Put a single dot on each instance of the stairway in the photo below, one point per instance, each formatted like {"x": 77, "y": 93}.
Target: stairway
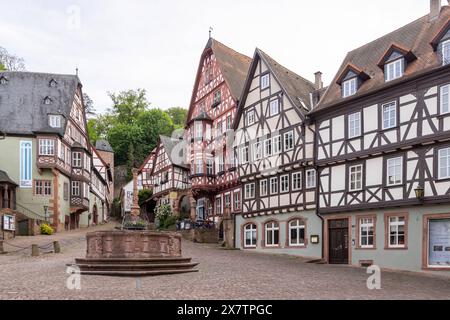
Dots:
{"x": 134, "y": 267}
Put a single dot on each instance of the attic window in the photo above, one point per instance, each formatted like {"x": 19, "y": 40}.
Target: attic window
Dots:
{"x": 48, "y": 100}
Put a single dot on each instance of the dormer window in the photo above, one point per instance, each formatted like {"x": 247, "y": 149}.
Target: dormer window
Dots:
{"x": 394, "y": 70}
{"x": 54, "y": 121}
{"x": 48, "y": 100}
{"x": 349, "y": 87}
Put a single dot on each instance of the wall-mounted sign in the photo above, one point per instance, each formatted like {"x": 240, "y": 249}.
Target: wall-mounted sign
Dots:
{"x": 9, "y": 223}
{"x": 314, "y": 239}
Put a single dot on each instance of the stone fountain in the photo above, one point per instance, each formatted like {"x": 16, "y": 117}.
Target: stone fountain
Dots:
{"x": 135, "y": 250}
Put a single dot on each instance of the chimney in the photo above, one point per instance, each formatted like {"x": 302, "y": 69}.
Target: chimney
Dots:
{"x": 435, "y": 9}
{"x": 318, "y": 83}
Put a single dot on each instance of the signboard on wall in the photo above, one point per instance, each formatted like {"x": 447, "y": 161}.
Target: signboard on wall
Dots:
{"x": 439, "y": 250}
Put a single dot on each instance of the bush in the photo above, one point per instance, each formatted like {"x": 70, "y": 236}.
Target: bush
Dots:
{"x": 46, "y": 229}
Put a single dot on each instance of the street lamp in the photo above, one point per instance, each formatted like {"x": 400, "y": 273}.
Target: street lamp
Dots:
{"x": 45, "y": 212}
{"x": 420, "y": 192}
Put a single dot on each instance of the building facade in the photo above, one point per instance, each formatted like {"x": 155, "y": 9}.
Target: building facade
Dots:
{"x": 382, "y": 150}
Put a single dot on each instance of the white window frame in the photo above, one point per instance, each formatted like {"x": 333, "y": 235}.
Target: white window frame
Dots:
{"x": 354, "y": 125}
{"x": 396, "y": 224}
{"x": 391, "y": 105}
{"x": 273, "y": 186}
{"x": 274, "y": 107}
{"x": 366, "y": 223}
{"x": 395, "y": 164}
{"x": 265, "y": 81}
{"x": 299, "y": 225}
{"x": 250, "y": 191}
{"x": 349, "y": 87}
{"x": 441, "y": 157}
{"x": 251, "y": 229}
{"x": 311, "y": 176}
{"x": 289, "y": 140}
{"x": 284, "y": 183}
{"x": 46, "y": 147}
{"x": 296, "y": 181}
{"x": 394, "y": 69}
{"x": 263, "y": 188}
{"x": 353, "y": 176}
{"x": 445, "y": 99}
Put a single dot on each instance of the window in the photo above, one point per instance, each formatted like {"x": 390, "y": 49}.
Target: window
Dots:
{"x": 354, "y": 125}
{"x": 250, "y": 117}
{"x": 296, "y": 233}
{"x": 296, "y": 181}
{"x": 76, "y": 188}
{"x": 76, "y": 159}
{"x": 43, "y": 188}
{"x": 289, "y": 141}
{"x": 446, "y": 52}
{"x": 444, "y": 163}
{"x": 276, "y": 145}
{"x": 268, "y": 147}
{"x": 263, "y": 188}
{"x": 284, "y": 183}
{"x": 394, "y": 70}
{"x": 237, "y": 200}
{"x": 310, "y": 179}
{"x": 250, "y": 236}
{"x": 349, "y": 87}
{"x": 389, "y": 115}
{"x": 444, "y": 99}
{"x": 394, "y": 171}
{"x": 249, "y": 191}
{"x": 209, "y": 167}
{"x": 219, "y": 205}
{"x": 274, "y": 107}
{"x": 355, "y": 179}
{"x": 26, "y": 164}
{"x": 366, "y": 232}
{"x": 46, "y": 147}
{"x": 273, "y": 185}
{"x": 397, "y": 234}
{"x": 272, "y": 234}
{"x": 54, "y": 121}
{"x": 257, "y": 151}
{"x": 265, "y": 81}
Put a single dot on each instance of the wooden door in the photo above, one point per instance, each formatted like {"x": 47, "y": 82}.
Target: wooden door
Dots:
{"x": 338, "y": 241}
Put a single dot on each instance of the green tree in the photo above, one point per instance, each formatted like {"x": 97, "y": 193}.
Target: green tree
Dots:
{"x": 178, "y": 116}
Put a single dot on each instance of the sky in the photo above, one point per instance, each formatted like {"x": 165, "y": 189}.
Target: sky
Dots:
{"x": 156, "y": 45}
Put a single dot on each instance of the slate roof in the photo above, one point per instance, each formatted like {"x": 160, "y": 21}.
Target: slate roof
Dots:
{"x": 169, "y": 145}
{"x": 416, "y": 37}
{"x": 103, "y": 145}
{"x": 4, "y": 178}
{"x": 22, "y": 108}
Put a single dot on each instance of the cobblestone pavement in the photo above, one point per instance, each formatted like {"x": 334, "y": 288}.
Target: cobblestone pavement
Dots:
{"x": 224, "y": 274}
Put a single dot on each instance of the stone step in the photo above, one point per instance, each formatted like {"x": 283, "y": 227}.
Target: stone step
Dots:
{"x": 136, "y": 273}
{"x": 135, "y": 267}
{"x": 126, "y": 261}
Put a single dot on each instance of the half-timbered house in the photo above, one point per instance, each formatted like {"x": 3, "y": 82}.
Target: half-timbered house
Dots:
{"x": 383, "y": 152}
{"x": 275, "y": 151}
{"x": 213, "y": 176}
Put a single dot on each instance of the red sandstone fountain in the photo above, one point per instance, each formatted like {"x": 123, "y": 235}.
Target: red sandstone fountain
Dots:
{"x": 135, "y": 250}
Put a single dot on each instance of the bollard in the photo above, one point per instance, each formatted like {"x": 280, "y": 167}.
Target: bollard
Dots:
{"x": 56, "y": 247}
{"x": 34, "y": 250}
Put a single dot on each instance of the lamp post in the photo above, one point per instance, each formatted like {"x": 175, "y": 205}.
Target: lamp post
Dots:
{"x": 420, "y": 192}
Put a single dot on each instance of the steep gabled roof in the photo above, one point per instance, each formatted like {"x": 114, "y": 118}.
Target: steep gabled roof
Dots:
{"x": 233, "y": 65}
{"x": 22, "y": 108}
{"x": 297, "y": 88}
{"x": 414, "y": 39}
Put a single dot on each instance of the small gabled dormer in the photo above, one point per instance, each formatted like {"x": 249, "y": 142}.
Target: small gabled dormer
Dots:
{"x": 395, "y": 61}
{"x": 441, "y": 44}
{"x": 351, "y": 80}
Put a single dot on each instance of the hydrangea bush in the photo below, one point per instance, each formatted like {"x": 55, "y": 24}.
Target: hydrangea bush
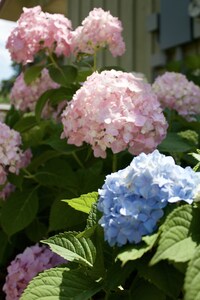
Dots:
{"x": 99, "y": 181}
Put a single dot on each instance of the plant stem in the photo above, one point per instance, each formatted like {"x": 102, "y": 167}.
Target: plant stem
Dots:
{"x": 55, "y": 64}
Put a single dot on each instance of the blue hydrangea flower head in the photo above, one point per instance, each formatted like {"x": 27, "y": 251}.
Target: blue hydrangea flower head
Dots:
{"x": 132, "y": 200}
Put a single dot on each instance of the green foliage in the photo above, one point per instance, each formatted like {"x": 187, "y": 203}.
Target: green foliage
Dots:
{"x": 83, "y": 203}
{"x": 179, "y": 235}
{"x": 192, "y": 277}
{"x": 19, "y": 211}
{"x": 63, "y": 284}
{"x": 55, "y": 202}
{"x": 72, "y": 248}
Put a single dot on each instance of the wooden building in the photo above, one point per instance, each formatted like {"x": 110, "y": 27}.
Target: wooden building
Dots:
{"x": 147, "y": 23}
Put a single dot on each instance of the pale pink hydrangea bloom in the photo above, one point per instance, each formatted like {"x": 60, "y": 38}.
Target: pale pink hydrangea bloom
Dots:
{"x": 116, "y": 110}
{"x": 174, "y": 91}
{"x": 24, "y": 97}
{"x": 98, "y": 30}
{"x": 12, "y": 158}
{"x": 37, "y": 30}
{"x": 27, "y": 265}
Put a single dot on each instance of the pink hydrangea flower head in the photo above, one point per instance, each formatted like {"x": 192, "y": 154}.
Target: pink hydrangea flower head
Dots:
{"x": 174, "y": 91}
{"x": 27, "y": 265}
{"x": 12, "y": 158}
{"x": 114, "y": 109}
{"x": 37, "y": 30}
{"x": 98, "y": 30}
{"x": 24, "y": 97}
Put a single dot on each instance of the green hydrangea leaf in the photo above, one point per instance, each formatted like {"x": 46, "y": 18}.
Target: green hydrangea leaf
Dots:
{"x": 19, "y": 211}
{"x": 192, "y": 278}
{"x": 134, "y": 252}
{"x": 84, "y": 202}
{"x": 72, "y": 248}
{"x": 61, "y": 284}
{"x": 180, "y": 235}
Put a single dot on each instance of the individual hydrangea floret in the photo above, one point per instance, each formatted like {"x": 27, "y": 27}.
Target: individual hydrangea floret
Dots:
{"x": 37, "y": 30}
{"x": 174, "y": 91}
{"x": 132, "y": 200}
{"x": 100, "y": 29}
{"x": 117, "y": 110}
{"x": 27, "y": 265}
{"x": 12, "y": 158}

___

All lines of the listing holding the string "pale" must be returned, copied as they stand.

→ **Worked solution**
Put a single dot on each instance of the pale pink hydrangea bloom in the photo above, one point per instance, each formatted like {"x": 60, "y": 38}.
Target: pale pink hydrangea bloom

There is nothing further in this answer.